*Your goal*: Could you update the material from the line with "Shelf-audit tagging: for every instance of the nest" to the line with "x=219, y=371", both included, so that "nest comb" becomes "wax comb" and nothing else changes? Return only those lines.

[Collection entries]
## Start

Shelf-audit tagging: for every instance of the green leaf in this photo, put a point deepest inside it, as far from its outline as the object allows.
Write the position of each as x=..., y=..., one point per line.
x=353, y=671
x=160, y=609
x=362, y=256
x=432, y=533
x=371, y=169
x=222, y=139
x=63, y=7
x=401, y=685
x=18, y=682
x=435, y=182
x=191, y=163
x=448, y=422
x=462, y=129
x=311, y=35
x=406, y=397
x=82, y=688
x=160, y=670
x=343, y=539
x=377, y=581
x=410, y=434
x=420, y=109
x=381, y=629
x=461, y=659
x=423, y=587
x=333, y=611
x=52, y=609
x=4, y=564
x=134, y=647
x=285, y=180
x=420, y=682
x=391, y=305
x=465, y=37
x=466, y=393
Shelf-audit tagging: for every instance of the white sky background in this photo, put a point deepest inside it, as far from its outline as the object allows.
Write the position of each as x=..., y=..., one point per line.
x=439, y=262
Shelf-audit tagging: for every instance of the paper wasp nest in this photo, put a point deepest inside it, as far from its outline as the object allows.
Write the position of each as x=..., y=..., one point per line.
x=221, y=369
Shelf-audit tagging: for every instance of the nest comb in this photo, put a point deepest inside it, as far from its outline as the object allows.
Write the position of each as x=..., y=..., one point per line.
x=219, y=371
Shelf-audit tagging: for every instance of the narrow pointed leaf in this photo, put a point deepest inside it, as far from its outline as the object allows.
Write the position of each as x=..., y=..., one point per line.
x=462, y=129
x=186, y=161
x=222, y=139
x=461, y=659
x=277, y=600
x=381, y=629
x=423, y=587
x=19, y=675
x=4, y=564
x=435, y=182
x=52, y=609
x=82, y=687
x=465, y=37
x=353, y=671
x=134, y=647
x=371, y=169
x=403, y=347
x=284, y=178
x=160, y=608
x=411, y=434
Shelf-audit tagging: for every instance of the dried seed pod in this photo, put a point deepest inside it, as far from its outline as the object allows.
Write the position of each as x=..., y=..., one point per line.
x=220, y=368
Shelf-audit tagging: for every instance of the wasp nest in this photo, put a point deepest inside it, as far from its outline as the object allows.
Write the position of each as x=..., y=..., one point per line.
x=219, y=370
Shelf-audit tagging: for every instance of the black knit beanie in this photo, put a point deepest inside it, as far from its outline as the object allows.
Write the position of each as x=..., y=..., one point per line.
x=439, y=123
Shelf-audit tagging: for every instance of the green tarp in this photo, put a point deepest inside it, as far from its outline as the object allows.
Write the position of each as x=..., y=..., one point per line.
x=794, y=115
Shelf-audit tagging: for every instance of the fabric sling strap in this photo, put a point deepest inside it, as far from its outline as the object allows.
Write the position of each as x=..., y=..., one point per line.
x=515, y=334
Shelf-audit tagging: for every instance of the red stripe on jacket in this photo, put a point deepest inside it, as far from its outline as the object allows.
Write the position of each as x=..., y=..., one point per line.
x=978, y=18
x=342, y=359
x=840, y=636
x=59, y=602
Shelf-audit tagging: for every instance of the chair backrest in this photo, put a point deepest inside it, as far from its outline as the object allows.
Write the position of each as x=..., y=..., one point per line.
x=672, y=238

## End
## Start

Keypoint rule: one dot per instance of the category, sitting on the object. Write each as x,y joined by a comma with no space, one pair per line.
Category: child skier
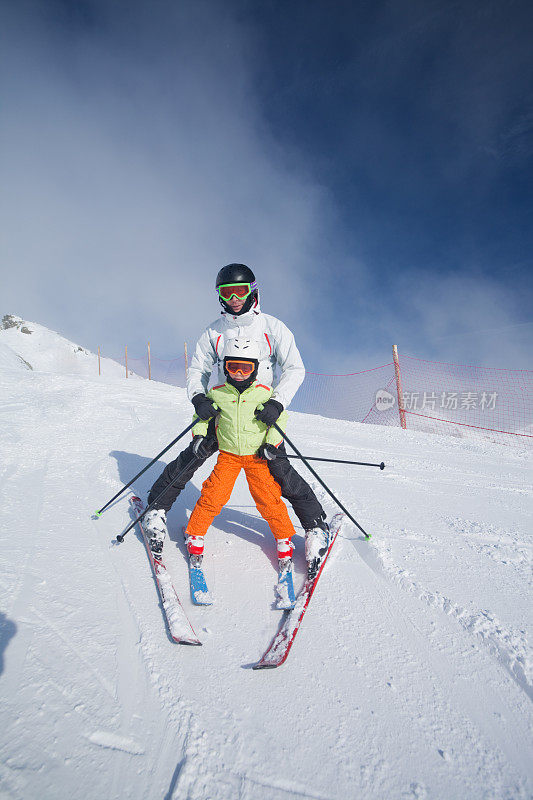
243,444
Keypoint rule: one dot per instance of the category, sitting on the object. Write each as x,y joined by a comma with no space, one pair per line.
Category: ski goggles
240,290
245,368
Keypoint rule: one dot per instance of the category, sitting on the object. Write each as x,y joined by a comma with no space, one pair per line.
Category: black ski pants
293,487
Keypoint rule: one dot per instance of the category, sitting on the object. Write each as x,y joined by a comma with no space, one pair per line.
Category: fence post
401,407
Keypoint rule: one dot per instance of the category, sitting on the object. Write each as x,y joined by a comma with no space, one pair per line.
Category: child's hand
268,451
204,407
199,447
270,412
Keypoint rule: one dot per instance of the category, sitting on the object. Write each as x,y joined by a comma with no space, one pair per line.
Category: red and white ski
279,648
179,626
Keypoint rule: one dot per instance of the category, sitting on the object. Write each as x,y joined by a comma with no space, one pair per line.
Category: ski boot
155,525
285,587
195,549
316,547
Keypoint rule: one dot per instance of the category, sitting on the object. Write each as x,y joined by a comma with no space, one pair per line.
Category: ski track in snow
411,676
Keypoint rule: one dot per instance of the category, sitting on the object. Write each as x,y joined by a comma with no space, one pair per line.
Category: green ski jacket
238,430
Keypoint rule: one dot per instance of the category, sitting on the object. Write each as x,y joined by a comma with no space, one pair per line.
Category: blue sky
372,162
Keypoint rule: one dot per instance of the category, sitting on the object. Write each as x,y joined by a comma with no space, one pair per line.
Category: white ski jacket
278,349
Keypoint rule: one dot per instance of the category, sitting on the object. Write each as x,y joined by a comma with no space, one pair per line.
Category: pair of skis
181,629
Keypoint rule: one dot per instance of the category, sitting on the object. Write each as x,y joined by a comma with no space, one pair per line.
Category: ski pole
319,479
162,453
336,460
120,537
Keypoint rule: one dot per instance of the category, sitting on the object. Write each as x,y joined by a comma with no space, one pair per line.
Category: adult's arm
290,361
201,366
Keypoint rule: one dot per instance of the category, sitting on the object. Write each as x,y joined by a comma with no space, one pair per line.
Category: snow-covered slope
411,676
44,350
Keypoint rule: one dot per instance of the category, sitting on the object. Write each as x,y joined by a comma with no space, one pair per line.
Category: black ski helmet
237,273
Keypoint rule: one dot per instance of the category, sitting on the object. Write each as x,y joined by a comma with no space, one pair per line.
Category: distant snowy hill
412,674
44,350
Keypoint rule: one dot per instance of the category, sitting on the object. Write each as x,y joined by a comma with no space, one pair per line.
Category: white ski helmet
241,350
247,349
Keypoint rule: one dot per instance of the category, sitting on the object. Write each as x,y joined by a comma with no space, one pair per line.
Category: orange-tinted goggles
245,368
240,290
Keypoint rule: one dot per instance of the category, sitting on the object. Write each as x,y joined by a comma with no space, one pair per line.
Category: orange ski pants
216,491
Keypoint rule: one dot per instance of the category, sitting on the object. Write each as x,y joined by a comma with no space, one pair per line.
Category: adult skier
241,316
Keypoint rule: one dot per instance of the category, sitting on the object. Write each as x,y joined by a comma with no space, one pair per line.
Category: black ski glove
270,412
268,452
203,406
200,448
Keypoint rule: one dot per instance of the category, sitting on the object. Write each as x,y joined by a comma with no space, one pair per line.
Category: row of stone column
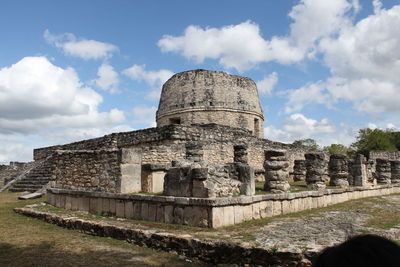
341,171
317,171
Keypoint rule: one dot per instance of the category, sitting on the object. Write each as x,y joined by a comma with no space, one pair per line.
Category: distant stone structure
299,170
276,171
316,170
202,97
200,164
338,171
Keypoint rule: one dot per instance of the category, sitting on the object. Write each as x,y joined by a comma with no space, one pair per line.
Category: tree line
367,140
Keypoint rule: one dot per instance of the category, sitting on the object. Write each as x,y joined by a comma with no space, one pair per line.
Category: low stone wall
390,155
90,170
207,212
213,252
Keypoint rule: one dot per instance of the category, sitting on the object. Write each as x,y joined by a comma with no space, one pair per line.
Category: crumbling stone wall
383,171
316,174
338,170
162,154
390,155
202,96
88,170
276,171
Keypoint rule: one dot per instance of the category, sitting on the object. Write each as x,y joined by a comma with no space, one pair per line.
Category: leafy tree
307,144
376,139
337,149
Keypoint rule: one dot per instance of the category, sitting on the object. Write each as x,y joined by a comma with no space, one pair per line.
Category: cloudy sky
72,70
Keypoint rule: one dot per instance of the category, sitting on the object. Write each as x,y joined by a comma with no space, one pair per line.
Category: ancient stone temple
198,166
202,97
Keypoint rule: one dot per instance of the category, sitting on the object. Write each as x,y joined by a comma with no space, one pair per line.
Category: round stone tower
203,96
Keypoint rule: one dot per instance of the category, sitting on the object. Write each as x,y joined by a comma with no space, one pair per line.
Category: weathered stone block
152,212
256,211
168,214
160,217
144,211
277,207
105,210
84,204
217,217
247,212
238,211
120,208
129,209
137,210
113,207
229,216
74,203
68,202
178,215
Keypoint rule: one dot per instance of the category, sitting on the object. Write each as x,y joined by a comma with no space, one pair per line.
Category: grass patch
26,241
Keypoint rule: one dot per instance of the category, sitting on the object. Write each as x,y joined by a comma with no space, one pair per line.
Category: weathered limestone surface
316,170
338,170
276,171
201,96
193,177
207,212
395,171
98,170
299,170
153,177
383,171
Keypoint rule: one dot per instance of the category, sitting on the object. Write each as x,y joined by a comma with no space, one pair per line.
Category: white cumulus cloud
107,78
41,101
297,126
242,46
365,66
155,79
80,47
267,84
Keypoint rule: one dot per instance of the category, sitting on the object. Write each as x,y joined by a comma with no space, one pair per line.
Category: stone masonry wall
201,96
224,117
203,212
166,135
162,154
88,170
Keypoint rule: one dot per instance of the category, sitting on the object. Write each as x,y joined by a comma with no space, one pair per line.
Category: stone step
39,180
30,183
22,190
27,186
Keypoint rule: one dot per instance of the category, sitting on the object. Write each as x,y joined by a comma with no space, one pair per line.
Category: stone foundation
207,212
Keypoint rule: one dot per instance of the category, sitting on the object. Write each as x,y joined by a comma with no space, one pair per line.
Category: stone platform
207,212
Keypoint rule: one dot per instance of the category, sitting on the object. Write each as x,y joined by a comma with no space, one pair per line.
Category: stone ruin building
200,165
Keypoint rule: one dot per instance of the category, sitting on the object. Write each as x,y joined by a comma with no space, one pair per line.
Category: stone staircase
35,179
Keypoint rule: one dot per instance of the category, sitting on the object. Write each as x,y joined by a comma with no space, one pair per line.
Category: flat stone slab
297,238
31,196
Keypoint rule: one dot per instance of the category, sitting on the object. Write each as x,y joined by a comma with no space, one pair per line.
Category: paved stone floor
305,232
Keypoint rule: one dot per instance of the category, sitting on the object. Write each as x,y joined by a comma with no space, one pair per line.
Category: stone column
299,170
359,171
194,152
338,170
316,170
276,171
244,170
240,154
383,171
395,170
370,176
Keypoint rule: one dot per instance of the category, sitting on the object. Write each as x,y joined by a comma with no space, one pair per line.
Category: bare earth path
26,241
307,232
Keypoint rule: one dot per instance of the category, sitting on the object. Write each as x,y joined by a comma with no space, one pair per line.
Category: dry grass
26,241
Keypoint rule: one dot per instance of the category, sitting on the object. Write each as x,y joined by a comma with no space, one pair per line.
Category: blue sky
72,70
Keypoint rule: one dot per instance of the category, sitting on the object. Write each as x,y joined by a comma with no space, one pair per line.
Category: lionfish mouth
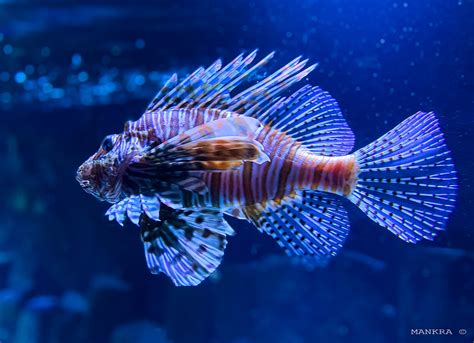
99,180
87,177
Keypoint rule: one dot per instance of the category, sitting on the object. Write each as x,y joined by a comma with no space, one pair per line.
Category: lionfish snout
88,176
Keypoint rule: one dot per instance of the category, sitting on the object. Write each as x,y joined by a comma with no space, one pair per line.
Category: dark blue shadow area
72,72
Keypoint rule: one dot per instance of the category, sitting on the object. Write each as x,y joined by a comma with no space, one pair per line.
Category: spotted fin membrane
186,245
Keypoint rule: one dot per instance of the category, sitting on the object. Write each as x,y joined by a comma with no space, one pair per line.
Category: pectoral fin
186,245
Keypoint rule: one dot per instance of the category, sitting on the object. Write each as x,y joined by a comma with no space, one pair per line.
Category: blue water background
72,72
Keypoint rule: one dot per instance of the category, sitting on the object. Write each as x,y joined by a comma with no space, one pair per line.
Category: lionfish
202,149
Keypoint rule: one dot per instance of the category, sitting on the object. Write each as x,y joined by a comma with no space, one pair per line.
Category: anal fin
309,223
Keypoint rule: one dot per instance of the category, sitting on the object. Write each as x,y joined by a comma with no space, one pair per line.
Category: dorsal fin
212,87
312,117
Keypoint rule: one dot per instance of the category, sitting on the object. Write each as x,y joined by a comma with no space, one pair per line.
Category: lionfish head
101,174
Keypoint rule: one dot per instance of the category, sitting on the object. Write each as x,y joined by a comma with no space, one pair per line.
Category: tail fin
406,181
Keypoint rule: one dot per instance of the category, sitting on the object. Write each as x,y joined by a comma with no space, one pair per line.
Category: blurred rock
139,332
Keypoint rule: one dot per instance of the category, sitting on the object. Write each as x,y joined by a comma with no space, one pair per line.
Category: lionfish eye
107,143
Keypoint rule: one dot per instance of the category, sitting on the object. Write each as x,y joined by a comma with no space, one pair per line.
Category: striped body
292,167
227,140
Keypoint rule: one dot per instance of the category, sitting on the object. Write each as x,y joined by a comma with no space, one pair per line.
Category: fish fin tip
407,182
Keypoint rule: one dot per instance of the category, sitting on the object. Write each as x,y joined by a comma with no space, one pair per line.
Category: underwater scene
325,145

## End
## Start

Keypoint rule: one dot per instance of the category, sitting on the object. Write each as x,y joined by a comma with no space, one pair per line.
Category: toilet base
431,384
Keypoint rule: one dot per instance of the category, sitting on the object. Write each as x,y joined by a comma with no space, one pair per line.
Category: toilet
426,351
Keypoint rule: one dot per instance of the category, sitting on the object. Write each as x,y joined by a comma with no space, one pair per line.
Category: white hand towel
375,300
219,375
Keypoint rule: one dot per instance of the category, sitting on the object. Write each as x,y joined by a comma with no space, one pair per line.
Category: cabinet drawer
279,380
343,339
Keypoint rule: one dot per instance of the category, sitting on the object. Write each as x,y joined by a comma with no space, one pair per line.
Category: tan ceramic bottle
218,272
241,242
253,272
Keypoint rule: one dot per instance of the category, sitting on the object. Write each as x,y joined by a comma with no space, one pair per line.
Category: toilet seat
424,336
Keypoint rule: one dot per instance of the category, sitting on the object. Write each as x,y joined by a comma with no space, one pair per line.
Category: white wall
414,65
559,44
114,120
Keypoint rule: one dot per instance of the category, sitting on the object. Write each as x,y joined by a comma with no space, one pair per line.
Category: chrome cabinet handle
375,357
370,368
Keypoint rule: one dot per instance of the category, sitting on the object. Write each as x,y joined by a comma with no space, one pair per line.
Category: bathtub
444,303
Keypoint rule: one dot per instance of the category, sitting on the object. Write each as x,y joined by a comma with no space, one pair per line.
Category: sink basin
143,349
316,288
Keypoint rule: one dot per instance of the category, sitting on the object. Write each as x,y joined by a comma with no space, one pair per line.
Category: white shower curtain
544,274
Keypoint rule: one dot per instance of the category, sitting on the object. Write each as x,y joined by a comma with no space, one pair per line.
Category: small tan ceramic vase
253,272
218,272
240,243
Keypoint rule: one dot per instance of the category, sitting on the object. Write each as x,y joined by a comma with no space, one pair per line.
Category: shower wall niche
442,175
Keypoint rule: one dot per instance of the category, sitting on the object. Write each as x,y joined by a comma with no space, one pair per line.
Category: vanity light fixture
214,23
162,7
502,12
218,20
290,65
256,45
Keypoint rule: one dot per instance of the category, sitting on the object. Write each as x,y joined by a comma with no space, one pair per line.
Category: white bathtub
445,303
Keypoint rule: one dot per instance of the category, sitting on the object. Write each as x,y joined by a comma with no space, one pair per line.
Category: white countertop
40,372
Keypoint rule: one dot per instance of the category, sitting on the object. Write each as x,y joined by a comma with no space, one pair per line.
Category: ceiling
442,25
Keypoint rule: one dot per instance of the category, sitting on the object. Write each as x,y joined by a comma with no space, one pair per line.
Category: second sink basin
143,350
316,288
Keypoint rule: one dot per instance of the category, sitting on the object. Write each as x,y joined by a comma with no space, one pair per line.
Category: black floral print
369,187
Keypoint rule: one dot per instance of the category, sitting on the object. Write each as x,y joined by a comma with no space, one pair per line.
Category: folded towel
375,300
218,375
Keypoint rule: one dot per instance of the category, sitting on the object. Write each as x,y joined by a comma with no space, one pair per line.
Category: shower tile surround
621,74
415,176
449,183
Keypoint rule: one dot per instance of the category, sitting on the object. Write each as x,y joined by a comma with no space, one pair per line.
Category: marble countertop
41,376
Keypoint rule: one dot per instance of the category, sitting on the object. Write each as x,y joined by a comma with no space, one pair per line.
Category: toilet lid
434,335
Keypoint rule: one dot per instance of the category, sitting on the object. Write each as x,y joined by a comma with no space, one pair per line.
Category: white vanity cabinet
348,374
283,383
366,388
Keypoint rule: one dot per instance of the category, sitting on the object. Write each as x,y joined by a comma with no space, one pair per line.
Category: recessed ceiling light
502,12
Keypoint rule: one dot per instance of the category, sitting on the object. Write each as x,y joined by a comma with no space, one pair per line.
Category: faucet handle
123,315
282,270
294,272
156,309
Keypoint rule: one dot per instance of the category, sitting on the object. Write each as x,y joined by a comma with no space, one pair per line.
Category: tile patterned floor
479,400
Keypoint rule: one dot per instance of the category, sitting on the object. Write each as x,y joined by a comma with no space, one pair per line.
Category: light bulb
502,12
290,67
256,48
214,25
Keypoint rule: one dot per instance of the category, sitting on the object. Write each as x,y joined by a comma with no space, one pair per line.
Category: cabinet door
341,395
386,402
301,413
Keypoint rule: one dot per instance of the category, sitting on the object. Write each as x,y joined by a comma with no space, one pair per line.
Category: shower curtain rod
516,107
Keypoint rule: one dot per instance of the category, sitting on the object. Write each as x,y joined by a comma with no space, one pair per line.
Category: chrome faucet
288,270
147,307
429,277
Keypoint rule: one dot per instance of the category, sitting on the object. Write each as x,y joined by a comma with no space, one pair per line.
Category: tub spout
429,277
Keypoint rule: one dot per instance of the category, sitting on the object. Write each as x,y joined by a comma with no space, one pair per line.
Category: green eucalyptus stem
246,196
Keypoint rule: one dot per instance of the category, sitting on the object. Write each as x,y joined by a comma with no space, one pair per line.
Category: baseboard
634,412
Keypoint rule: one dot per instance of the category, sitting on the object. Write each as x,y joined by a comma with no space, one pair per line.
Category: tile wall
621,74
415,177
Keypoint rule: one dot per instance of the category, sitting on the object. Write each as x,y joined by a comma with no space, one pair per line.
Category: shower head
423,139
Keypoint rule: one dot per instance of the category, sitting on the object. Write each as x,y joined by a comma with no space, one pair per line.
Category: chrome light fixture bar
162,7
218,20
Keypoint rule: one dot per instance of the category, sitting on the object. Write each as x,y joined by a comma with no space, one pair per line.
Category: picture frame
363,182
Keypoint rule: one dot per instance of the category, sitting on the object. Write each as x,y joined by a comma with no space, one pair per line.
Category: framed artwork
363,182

## End

*Exercise output*:
Shelf-audit tagging: for every instance of the wax comb in this photo, put a point deepest inside it, as far from its outline as the object allows.
Write the position of each as x=..., y=..., one point per line.
x=219, y=371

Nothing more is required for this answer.